[Dataset entries]
┌──
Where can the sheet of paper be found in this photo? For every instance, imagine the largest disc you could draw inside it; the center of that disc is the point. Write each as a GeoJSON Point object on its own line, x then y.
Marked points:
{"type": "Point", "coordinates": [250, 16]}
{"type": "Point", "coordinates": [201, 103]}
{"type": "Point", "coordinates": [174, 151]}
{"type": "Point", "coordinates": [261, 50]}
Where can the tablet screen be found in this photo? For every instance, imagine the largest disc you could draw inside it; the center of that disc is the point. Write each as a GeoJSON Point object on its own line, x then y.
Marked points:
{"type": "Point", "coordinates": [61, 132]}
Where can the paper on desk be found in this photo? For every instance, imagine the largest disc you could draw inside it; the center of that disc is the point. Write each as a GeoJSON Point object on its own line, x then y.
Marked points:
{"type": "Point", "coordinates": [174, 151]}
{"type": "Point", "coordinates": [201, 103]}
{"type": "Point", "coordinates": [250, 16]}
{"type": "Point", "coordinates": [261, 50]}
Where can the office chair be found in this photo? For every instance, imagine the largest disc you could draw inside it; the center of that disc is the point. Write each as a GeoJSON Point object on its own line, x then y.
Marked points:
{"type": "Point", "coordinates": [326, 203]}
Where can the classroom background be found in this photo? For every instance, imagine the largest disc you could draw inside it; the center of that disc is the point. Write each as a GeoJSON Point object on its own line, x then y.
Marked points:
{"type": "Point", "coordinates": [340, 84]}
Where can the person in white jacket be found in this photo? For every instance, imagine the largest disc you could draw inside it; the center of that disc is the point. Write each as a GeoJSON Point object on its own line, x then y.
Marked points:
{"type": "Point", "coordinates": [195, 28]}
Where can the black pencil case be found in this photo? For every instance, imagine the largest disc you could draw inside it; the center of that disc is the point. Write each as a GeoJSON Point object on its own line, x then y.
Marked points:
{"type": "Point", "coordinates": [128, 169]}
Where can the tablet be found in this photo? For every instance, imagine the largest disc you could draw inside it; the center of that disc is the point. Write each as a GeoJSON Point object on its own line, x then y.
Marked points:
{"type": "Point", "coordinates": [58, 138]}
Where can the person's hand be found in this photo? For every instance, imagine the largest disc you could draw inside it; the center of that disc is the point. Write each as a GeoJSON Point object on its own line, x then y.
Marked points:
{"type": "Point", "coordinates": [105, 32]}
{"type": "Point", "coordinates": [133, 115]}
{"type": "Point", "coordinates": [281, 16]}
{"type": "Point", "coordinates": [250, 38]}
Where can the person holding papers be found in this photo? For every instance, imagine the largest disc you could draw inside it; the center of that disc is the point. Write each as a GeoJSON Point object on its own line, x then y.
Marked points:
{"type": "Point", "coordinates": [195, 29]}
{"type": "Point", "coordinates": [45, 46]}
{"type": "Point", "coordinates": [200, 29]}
└──
_Activity_:
Transcribe every record above word for word.

_Task response_:
Where can the sheet of paper be found in this photo? For every instance, imagine the largest disc you could draw inside it; the center of that disc is the point. Write each as a GeoJSON Point object on its own line, x then y.
Marked points:
{"type": "Point", "coordinates": [250, 16]}
{"type": "Point", "coordinates": [201, 103]}
{"type": "Point", "coordinates": [174, 151]}
{"type": "Point", "coordinates": [261, 50]}
Where can the tablet screen be found in this photo? For every instance, imagine the largest disc you could draw inside it; the center of that disc is the point. Write each as a GeoJSON Point object on its own line, x then y.
Marked points:
{"type": "Point", "coordinates": [61, 132]}
Where can the paper on desk be found in this photo? For every instance, imagine the largest disc you could draw inside it; the center of that disc is the point. Write each as a GeoJSON Point object on its own line, x then y.
Marked points:
{"type": "Point", "coordinates": [174, 151]}
{"type": "Point", "coordinates": [201, 103]}
{"type": "Point", "coordinates": [250, 16]}
{"type": "Point", "coordinates": [261, 50]}
Where can the office chair be found in this photo? For every instance, imagine the largest disc you could draw inside it; the center of that disc is the point. Write each as a GeoJSON Point object on its own line, x then y.
Marked points:
{"type": "Point", "coordinates": [326, 203]}
Where can the classroom background be found in this photo? For every instance, imagine the largest disc you could draw inside it; the center of that disc is the point. Write each as a GeoJSON Point object on its own line, x then y.
Marked points:
{"type": "Point", "coordinates": [340, 84]}
Where can the person in white jacket be found in this photo? For every instance, imagine the largest disc you could draw inside it; the center of that disc is the point. Write each as a GeoJSON Point object on its own line, x then y.
Marked points:
{"type": "Point", "coordinates": [195, 28]}
Where can the black pencil case be found in this photo? For every instance, imagine the largest disc you could draw inside it; the center of that disc is the point. Write each as a GeoJSON Point object on its own line, x then y.
Marked points:
{"type": "Point", "coordinates": [128, 169]}
Where can the tablet be found in this photo? For every instance, imagine the largest disc you could draw inside it; the center of that disc is the point. Write each as a GeoJSON Point object on its own line, x then y.
Marked points:
{"type": "Point", "coordinates": [58, 138]}
Where can the person's hand be found in this photo? For every instance, imagine the largest disc you could draw inside it; the center of that disc is the point. Write each as a GeoJSON Point object on its own line, x then y.
Marked points:
{"type": "Point", "coordinates": [105, 32]}
{"type": "Point", "coordinates": [133, 115]}
{"type": "Point", "coordinates": [281, 16]}
{"type": "Point", "coordinates": [250, 38]}
Where can the person holding papers be found in this photo? For every instance, imagine the largest disc you could draw inside it; the center of that disc is the point. Write each as a GeoJSON Point object on its own line, x then y.
Marked points:
{"type": "Point", "coordinates": [195, 29]}
{"type": "Point", "coordinates": [45, 46]}
{"type": "Point", "coordinates": [200, 29]}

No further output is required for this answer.